◆ PAGE EXTRACT

WENDY DAVIS one minute address to the crowd:

Dr. Martin Luther King Jr, Dr. King said something so many things that were so powerful that something that really sticks with me. He said, ‘you know we talk about people pulling themselves up by their bootstraps but it’s cruel to talk about telling someone to pull themselves up by their bootstraps when they don’t even have any boots on their feet to wear. That’s what this community understands and has embraced and done such a beautiful job of. Understanding that those boots come in the form of opportunity and that opportunity comes in the form of education. San Antonio is leading the way making sure that every child, every child who wants to make an education part of their world can do it, starting from pre K all the way up. And we will prove San Antonio is proving that the life and the legacy of Dr. King’s message that where you start should have nothing to do with how far you can go. Congratulations San Antonio on this beautiful event!

I believe the quote is, “It’s all right to tell a man to lift himself by his own bootstraps, but it is cruel jest to say to a bootless man that he ought to lift himself by his own bootstraps.” Black people needed jobs during the Civil Rights movement as they do today and that is what Davis forgot to mention, jobs. It is her brand of education that she is pushing.

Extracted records
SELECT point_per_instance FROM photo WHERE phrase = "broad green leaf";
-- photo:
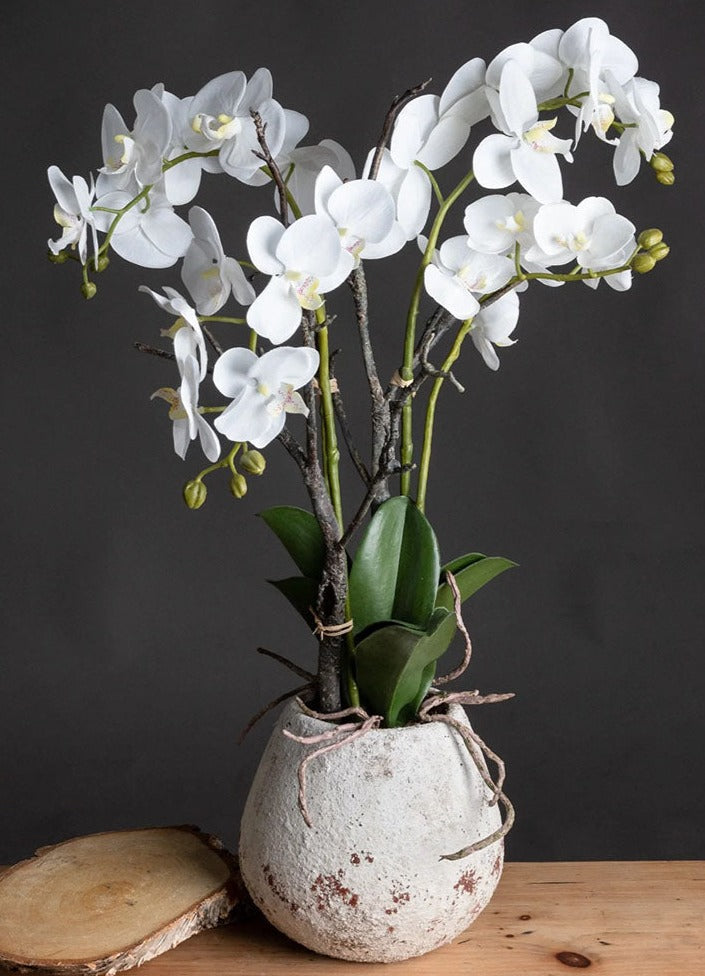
(301, 536)
(455, 565)
(301, 593)
(472, 577)
(394, 666)
(394, 575)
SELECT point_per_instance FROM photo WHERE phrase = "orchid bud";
(660, 251)
(649, 238)
(195, 494)
(661, 163)
(643, 263)
(253, 462)
(238, 486)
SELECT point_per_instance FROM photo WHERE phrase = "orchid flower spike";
(305, 261)
(263, 391)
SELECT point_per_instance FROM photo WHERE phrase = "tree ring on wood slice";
(107, 902)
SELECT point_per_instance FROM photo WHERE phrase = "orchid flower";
(220, 120)
(208, 274)
(363, 212)
(263, 391)
(186, 331)
(137, 154)
(149, 233)
(591, 52)
(527, 150)
(433, 129)
(72, 212)
(188, 423)
(302, 166)
(648, 127)
(493, 325)
(458, 274)
(410, 190)
(591, 234)
(305, 260)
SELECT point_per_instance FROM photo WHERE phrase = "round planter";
(367, 881)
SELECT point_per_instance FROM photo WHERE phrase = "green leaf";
(472, 577)
(301, 592)
(395, 664)
(455, 565)
(395, 571)
(301, 536)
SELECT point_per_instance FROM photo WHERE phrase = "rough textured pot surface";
(366, 881)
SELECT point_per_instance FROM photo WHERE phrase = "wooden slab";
(626, 918)
(109, 902)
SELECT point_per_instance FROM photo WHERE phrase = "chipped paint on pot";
(366, 881)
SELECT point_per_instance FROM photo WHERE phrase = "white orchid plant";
(386, 610)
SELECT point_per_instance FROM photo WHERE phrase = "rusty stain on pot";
(466, 883)
(574, 959)
(328, 887)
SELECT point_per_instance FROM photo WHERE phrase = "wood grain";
(626, 918)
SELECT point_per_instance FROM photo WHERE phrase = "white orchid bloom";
(458, 274)
(493, 326)
(539, 62)
(208, 274)
(186, 332)
(363, 212)
(263, 391)
(149, 233)
(591, 52)
(648, 126)
(136, 154)
(432, 129)
(305, 261)
(301, 167)
(188, 423)
(221, 119)
(591, 234)
(527, 151)
(410, 190)
(496, 223)
(72, 212)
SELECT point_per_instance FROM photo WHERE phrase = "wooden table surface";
(615, 918)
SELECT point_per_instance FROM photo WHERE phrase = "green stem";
(425, 463)
(406, 372)
(332, 454)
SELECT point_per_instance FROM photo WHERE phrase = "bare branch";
(266, 156)
(398, 103)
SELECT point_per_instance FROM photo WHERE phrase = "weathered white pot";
(366, 881)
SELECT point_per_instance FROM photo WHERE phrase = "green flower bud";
(643, 263)
(195, 494)
(661, 163)
(660, 251)
(648, 238)
(238, 486)
(253, 462)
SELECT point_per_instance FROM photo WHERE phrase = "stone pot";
(366, 881)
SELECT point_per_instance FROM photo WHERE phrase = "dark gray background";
(130, 623)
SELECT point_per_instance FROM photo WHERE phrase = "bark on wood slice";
(108, 902)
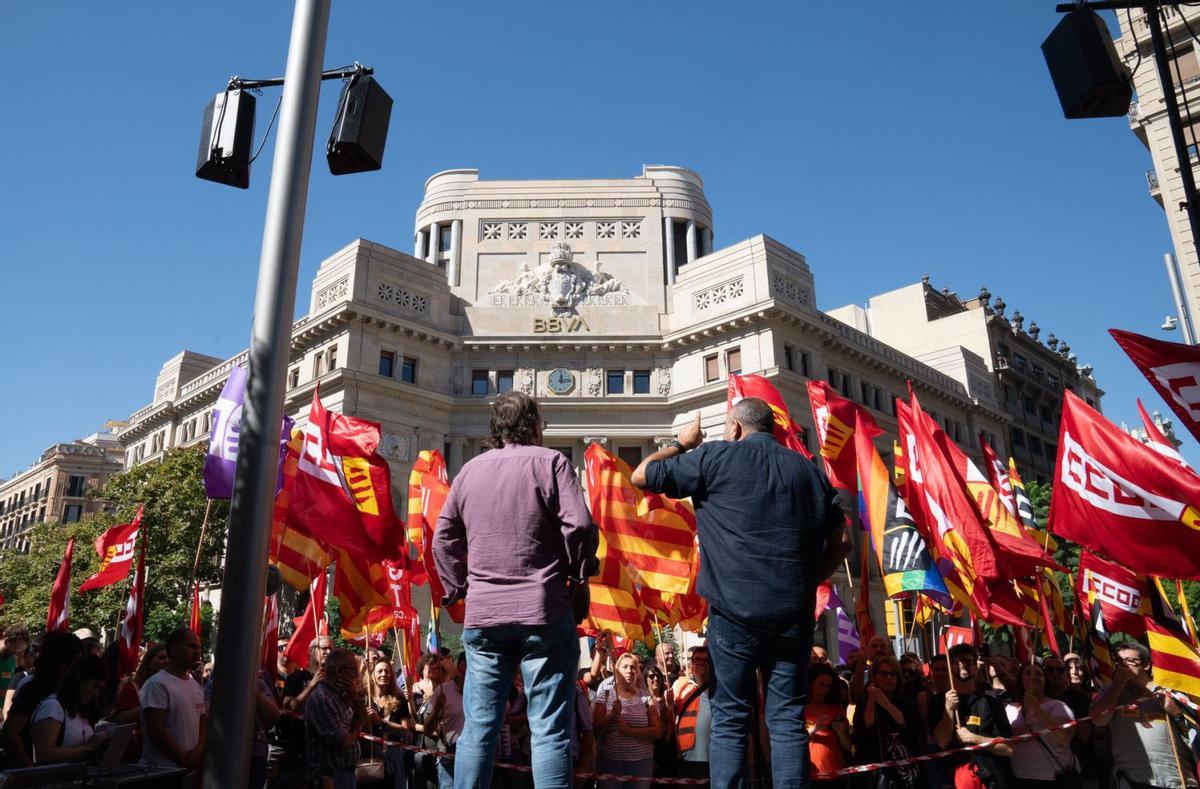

◆ OBJECTIVE
Can you set down the full text on Wendy Davis's address above, word for word?

◆ TASK ANSWER
WENDY DAVIS one minute address to the crowd:

Dr. Martin Luther King Jr, Dr. King said something so many things that were so powerful that something that really sticks with me. He said, ‘you know we talk about people pulling themselves up by their bootstraps but it’s cruel to talk about telling someone to pull themselves up by their bootstraps when they don’t even have any boots on their feet to wear. That’s what this community understands and has embraced and done such a beautiful job of. Understanding that those boots come in the form of opportunity and that opportunity comes in the form of education. San Antonio is leading the way making sure that every child, every child who wants to make an education part of their world can do it, starting from pre K all the way up. And we will prove San Antonio is proving that the life and the legacy of Dr. King’s message that where you start should have nothing to do with how far you can go. Congratulations San Antonio on this beautiful event!

I believe the quote is, “It’s all right to tell a man to lift himself by his own bootstraps, but it is cruel jest to say to a bootless man that he ought to lift himself by his own bootstraps.” Black people needed jobs during the Civil Rights movement as they do today and that is what Davis forgot to mention, jobs. It is her brand of education that she is pushing.